### Passage for review
Dance with me

Thursday, August 31, 2006

Left Brain/Right Brain

I did this little quiz online to tell you if you are left brained or right brained. I think I could have guessed my results. Candy had blogged about this and I thought it would be fun to do the little quiz.

You Are 15% Left Brained, 85% Right Brained
The left side of your brain controls verbal ability, attention to detail, and reasoning.
Left brained people are good at communication and persuading others.
If you're left brained, you are likely good at math and logic.
Your left brain prefers dogs, reading, and quiet.

The right side of your brain is all about creativity and flexibility.
Daring and intuitive, right brained people see the world in their unique way.
If you're right brained, you likely have a talent for creative writing and art.
Your right brain prefers day dreaming, philosophy, and sports.


I wish I knew how to add the link. I need to get better at this computer stuff.
######
### Source data
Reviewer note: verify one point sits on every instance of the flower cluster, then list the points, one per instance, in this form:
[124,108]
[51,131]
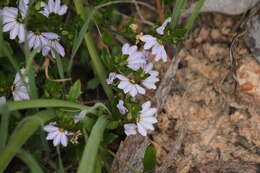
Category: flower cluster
[14,23]
[60,135]
[133,75]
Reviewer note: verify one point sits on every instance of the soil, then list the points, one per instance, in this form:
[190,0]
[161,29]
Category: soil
[216,97]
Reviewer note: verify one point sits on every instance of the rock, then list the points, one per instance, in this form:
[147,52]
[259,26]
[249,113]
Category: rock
[252,38]
[248,78]
[230,7]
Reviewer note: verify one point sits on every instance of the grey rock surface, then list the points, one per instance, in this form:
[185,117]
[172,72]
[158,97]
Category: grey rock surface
[230,7]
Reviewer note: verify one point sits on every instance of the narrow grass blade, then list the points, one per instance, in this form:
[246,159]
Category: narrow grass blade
[179,6]
[23,132]
[88,160]
[4,126]
[61,167]
[60,66]
[194,15]
[30,161]
[43,103]
[96,61]
[83,29]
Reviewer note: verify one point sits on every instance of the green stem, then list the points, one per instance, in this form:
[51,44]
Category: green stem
[179,6]
[98,67]
[22,134]
[30,161]
[88,160]
[42,103]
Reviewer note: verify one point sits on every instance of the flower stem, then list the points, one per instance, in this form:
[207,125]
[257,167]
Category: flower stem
[98,67]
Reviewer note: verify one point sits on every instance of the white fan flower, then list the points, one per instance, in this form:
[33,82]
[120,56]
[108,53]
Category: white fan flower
[58,135]
[80,116]
[130,129]
[111,78]
[13,23]
[122,109]
[129,86]
[160,30]
[23,7]
[149,82]
[147,118]
[128,50]
[53,6]
[53,45]
[157,48]
[2,100]
[37,40]
[20,91]
[136,60]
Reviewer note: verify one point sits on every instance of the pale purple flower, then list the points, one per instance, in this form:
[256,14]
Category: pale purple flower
[2,100]
[53,45]
[122,109]
[129,86]
[160,30]
[130,129]
[13,24]
[37,40]
[23,7]
[111,78]
[58,135]
[53,6]
[20,91]
[147,118]
[128,50]
[150,81]
[136,60]
[157,48]
[80,116]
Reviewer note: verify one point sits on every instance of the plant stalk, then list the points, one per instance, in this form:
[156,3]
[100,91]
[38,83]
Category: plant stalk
[98,67]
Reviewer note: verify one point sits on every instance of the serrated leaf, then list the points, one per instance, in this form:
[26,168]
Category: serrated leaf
[75,91]
[149,159]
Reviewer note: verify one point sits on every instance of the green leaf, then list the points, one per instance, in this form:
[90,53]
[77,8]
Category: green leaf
[59,65]
[23,132]
[75,91]
[179,6]
[109,138]
[43,103]
[89,157]
[194,15]
[113,125]
[93,83]
[4,126]
[149,160]
[88,123]
[30,161]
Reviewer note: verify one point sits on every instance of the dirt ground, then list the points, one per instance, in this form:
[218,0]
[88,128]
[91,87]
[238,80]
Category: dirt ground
[216,98]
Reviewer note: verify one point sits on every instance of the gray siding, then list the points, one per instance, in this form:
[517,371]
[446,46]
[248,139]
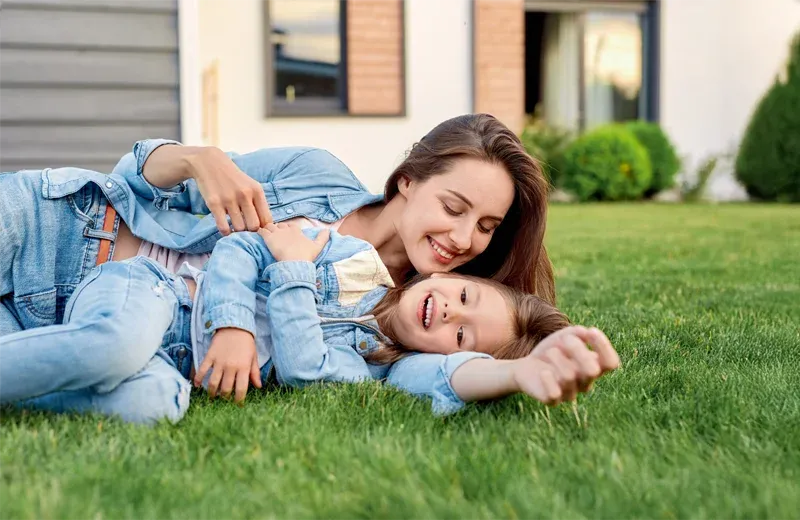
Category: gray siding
[81,80]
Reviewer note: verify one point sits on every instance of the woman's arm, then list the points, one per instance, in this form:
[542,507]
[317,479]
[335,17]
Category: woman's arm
[204,180]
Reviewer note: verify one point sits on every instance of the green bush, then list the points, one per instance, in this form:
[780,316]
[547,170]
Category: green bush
[547,144]
[663,157]
[768,161]
[607,163]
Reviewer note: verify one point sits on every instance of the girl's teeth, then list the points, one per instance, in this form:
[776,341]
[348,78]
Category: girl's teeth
[441,251]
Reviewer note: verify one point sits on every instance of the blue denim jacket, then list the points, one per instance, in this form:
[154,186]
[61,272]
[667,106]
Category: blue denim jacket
[319,315]
[297,181]
[54,218]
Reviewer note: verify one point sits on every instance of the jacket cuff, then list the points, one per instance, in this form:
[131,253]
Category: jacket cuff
[296,271]
[229,316]
[142,151]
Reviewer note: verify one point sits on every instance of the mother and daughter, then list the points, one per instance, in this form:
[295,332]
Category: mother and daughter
[119,289]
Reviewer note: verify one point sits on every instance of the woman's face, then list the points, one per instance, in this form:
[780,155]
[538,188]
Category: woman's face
[449,219]
[446,314]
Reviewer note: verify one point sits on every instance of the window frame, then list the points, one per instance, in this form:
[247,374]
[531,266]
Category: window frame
[313,107]
[649,12]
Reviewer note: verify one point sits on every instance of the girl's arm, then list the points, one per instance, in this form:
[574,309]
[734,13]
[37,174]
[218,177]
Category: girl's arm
[556,370]
[300,354]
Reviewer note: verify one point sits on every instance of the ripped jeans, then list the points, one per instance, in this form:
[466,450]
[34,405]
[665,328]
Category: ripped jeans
[124,348]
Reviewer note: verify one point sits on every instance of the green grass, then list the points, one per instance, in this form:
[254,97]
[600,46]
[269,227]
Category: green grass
[702,421]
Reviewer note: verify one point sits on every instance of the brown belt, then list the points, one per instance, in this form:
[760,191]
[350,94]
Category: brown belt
[108,226]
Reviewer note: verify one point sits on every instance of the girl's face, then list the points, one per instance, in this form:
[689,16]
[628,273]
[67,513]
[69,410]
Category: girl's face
[449,219]
[446,314]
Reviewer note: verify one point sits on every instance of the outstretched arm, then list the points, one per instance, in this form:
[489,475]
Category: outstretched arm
[559,368]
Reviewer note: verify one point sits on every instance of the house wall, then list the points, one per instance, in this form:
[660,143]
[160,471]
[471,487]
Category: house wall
[718,58]
[438,86]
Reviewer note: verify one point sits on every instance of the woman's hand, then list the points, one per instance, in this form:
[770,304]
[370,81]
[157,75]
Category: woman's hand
[227,190]
[563,364]
[233,360]
[288,243]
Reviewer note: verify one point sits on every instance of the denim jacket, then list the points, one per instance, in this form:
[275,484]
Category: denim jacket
[297,181]
[319,315]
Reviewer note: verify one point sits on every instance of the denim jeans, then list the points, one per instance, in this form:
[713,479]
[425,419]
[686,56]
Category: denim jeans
[124,348]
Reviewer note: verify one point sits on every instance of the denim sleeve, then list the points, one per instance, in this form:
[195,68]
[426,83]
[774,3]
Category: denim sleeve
[239,261]
[229,284]
[130,168]
[429,375]
[289,170]
[300,353]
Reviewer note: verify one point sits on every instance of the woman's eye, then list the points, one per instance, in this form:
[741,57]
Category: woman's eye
[450,210]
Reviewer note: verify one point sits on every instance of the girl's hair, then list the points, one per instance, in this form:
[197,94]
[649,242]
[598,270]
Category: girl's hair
[533,320]
[516,255]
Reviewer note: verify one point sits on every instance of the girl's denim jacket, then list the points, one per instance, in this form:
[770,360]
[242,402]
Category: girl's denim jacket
[319,315]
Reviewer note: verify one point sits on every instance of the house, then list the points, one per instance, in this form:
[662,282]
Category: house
[80,80]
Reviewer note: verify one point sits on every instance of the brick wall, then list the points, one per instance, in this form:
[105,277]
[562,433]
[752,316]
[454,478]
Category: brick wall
[375,82]
[499,56]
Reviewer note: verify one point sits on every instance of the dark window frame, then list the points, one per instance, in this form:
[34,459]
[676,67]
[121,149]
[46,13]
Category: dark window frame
[311,106]
[650,16]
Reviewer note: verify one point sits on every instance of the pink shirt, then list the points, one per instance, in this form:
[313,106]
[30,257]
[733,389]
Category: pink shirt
[173,260]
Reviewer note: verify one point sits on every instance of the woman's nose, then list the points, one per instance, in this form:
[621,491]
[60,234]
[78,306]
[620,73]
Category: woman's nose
[451,313]
[461,237]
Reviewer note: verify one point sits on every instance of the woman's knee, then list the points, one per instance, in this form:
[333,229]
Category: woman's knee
[161,394]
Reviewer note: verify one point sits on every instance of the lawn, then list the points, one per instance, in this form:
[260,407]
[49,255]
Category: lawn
[702,421]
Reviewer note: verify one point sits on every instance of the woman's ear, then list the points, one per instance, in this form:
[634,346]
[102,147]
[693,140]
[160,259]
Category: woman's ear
[403,185]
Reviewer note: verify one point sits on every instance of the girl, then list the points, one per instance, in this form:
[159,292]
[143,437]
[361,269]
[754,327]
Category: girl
[133,331]
[467,199]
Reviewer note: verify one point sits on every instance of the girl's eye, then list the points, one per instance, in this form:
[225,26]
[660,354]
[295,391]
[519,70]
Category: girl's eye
[450,210]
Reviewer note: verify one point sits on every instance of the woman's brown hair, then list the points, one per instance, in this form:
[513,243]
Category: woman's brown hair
[516,255]
[532,317]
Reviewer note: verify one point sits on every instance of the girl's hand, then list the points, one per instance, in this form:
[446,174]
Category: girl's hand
[563,364]
[288,243]
[233,362]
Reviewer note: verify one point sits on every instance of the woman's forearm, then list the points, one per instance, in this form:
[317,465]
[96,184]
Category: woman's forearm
[171,164]
[481,379]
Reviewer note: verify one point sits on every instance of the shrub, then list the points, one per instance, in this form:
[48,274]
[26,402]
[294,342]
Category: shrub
[607,163]
[663,157]
[768,161]
[692,189]
[547,144]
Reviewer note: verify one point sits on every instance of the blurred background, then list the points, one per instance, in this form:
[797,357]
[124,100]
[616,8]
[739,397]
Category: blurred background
[81,80]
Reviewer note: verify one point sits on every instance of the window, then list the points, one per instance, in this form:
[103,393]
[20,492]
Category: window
[335,57]
[588,64]
[306,62]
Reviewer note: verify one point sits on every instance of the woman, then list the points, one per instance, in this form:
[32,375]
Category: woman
[467,198]
[306,332]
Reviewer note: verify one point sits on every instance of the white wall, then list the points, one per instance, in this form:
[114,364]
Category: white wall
[718,59]
[438,83]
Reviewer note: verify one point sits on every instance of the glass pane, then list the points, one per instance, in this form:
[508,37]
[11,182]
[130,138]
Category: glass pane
[306,45]
[612,67]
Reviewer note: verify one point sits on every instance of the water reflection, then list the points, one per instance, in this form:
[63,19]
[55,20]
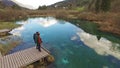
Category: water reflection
[70,45]
[102,46]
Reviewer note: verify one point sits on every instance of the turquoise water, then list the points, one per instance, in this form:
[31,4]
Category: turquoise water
[69,44]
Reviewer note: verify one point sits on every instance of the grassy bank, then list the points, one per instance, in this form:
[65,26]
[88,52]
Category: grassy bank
[109,22]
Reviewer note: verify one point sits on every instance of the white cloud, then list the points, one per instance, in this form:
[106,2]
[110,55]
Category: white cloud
[34,4]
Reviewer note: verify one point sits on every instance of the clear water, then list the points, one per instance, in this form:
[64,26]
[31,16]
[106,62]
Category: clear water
[69,44]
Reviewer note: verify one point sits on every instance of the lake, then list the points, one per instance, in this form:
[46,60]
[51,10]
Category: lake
[70,45]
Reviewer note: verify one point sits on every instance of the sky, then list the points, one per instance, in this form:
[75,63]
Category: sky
[34,4]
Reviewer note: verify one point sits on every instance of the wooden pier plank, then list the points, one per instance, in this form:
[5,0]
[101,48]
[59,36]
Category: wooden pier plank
[22,58]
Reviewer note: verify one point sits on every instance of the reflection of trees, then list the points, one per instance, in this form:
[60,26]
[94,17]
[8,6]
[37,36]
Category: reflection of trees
[92,28]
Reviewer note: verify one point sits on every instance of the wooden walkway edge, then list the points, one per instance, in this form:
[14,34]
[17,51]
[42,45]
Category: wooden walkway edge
[23,58]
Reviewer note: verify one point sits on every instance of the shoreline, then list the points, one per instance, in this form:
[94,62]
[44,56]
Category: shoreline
[108,22]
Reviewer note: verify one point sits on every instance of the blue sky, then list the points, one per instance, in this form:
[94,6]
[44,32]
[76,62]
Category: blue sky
[34,4]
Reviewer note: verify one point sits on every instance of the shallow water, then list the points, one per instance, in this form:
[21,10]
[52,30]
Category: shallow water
[69,44]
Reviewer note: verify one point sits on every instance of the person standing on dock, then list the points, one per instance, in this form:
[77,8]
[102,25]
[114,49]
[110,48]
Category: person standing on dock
[39,41]
[35,39]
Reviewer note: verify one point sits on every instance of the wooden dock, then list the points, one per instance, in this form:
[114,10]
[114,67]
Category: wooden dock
[23,58]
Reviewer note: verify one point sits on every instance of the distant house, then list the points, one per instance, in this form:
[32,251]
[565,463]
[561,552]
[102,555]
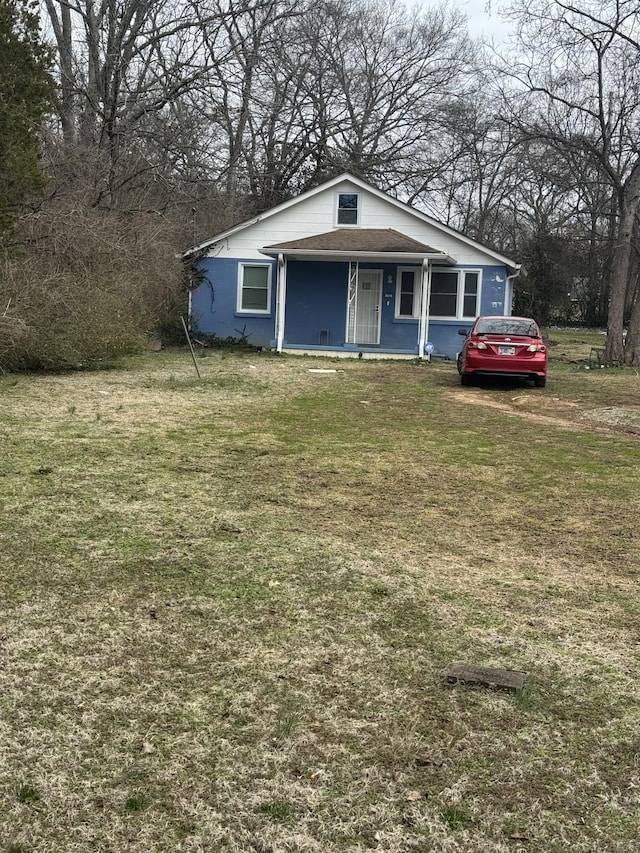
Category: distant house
[346,269]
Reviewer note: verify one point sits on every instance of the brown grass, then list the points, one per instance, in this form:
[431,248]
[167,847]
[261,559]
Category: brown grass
[227,605]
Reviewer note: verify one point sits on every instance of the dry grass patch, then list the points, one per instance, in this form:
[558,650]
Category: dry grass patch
[227,605]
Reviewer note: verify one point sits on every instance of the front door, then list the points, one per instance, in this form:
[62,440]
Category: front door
[367,307]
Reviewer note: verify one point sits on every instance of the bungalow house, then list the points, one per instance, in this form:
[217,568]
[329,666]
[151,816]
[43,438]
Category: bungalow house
[347,269]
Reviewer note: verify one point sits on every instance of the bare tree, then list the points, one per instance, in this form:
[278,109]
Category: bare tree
[577,88]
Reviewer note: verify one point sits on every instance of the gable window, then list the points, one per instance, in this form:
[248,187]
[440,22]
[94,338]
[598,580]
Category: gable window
[347,209]
[254,288]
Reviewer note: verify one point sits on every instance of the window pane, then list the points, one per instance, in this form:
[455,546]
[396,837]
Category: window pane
[407,284]
[469,308]
[255,288]
[442,305]
[254,299]
[255,276]
[444,294]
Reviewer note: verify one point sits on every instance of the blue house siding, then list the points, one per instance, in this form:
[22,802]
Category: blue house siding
[316,308]
[316,303]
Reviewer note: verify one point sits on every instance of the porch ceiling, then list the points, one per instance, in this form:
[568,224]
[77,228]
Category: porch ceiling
[358,244]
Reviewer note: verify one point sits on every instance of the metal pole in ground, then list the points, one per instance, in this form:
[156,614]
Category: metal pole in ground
[193,355]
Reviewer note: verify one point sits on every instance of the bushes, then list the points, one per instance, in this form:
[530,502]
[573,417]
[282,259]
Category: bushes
[85,286]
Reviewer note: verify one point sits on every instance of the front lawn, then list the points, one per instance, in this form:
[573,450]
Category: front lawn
[227,605]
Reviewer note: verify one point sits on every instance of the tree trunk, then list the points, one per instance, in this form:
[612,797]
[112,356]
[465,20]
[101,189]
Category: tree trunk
[620,273]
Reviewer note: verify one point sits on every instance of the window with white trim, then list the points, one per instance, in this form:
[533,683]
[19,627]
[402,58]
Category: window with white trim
[347,211]
[408,292]
[254,288]
[454,293]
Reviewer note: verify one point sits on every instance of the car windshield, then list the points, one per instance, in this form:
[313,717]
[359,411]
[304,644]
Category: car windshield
[506,326]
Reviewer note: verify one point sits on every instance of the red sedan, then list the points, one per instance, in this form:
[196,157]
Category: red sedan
[503,346]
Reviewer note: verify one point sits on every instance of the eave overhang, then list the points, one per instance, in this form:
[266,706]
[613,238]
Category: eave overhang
[361,256]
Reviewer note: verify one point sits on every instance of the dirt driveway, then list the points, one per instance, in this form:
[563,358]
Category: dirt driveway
[542,408]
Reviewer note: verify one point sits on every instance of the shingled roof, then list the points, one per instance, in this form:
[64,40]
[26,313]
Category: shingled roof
[356,240]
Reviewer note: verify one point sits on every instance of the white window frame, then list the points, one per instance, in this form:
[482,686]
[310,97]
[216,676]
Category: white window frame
[417,273]
[461,273]
[338,209]
[241,269]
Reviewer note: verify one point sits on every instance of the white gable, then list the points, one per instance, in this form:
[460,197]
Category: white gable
[314,212]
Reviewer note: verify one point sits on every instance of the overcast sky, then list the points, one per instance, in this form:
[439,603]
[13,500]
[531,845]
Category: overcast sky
[483,17]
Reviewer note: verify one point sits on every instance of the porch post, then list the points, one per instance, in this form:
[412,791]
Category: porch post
[281,299]
[425,296]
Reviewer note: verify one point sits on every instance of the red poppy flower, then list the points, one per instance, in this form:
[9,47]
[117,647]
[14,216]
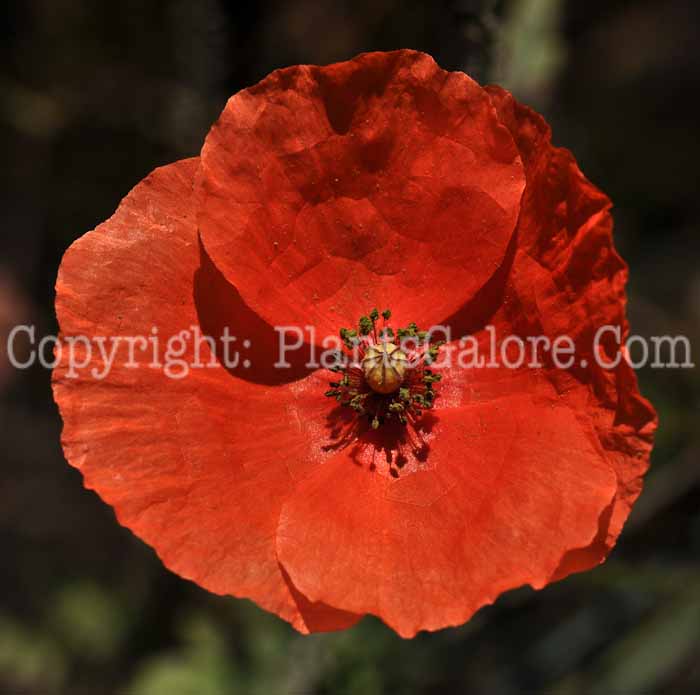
######
(Prompt): Quote the left brain/right brain blog post in full, word for word. The material above comes from a different source than the blog post.

(Expected output):
Dance with me

Thursday, August 31, 2006

Left Brain/Right Brain

I did this little quiz online to tell you if you are left brained or right brained. I think I could have guessed my results. Candy had blogged about this and I thought it would be fun to do the little quiz.

You Are 15% Left Brained, 85% Right Brained
The left side of your brain controls verbal ability, attention to detail, and reasoning.
Left brained people are good at communication and persuading others.
If you're left brained, you are likely good at math and logic.
Your left brain prefers dogs, reading, and quiet.

The right side of your brain is all about creativity and flexibility.
Daring and intuitive, right brained people see the world in their unique way.
If you're right brained, you likely have a talent for creative writing and art.
Your right brain prefers day dreaming, philosophy, and sports.


I wish I knew how to add the link. I need to get better at this computer stuff.